* begin *

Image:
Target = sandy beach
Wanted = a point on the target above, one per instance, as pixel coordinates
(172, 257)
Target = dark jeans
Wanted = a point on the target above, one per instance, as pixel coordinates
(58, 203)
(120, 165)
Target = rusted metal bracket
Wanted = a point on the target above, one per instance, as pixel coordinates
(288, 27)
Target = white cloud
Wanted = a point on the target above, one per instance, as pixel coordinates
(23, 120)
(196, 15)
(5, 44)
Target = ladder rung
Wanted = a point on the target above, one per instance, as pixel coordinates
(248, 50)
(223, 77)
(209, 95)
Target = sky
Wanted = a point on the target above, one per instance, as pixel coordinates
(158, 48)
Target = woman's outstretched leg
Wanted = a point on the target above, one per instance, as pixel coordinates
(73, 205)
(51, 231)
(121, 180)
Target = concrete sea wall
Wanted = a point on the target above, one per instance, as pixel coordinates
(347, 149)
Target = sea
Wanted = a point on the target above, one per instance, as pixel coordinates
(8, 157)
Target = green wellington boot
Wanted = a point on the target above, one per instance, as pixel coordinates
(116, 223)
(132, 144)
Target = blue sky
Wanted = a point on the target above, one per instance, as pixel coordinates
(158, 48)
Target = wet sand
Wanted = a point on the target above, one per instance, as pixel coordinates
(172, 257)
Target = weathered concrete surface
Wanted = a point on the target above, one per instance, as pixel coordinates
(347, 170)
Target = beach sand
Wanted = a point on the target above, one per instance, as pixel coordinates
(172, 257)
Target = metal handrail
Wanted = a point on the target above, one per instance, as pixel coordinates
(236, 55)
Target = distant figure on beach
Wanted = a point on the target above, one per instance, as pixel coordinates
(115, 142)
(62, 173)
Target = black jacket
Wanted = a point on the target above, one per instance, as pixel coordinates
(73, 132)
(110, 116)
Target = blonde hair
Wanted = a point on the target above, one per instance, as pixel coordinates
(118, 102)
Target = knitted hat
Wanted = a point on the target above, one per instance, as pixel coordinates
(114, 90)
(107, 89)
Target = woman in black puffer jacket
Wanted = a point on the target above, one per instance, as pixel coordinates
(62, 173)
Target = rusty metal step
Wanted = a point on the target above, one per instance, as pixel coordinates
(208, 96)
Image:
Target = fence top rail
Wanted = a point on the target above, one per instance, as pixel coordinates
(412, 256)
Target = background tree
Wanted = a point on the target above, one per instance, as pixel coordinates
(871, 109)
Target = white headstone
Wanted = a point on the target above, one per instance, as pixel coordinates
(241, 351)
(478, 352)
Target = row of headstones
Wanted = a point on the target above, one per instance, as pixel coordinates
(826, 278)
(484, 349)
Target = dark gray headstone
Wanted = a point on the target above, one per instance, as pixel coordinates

* end *

EXERCISE DETAILS: Copy every line of the listing, from the line containing "Target = woman in black puffer jacket" through the end of the listing, inclusive. Increase both numbers in each answer coordinate pair by 54.

PROBLEM SOLUTION:
Target = woman in black puffer jacket
Wanted = a point on the target above, one per instance, as pixel coordinates
(116, 227)
Target = rusty metal step
Wanted = a point on the target above, one per instance, as pixel coordinates
(262, 150)
Image:
Target = fence top rail
Wanted = a point on the target above, one per instance, as pixel coordinates
(466, 310)
Target = background tree
Wanted = a point on the target above, one per instance, as pixel coordinates
(925, 163)
Target = white headstone
Wanted = a point on the target above, one per instance, as pixel coordinates
(295, 405)
(532, 406)
Target = row of headstones
Wanted = a point on the target above, one per instance, as pixel coordinates
(880, 332)
(538, 403)
Target = dark gray headstone
Wanted = a point on the target above, one per instance, as pixel coordinates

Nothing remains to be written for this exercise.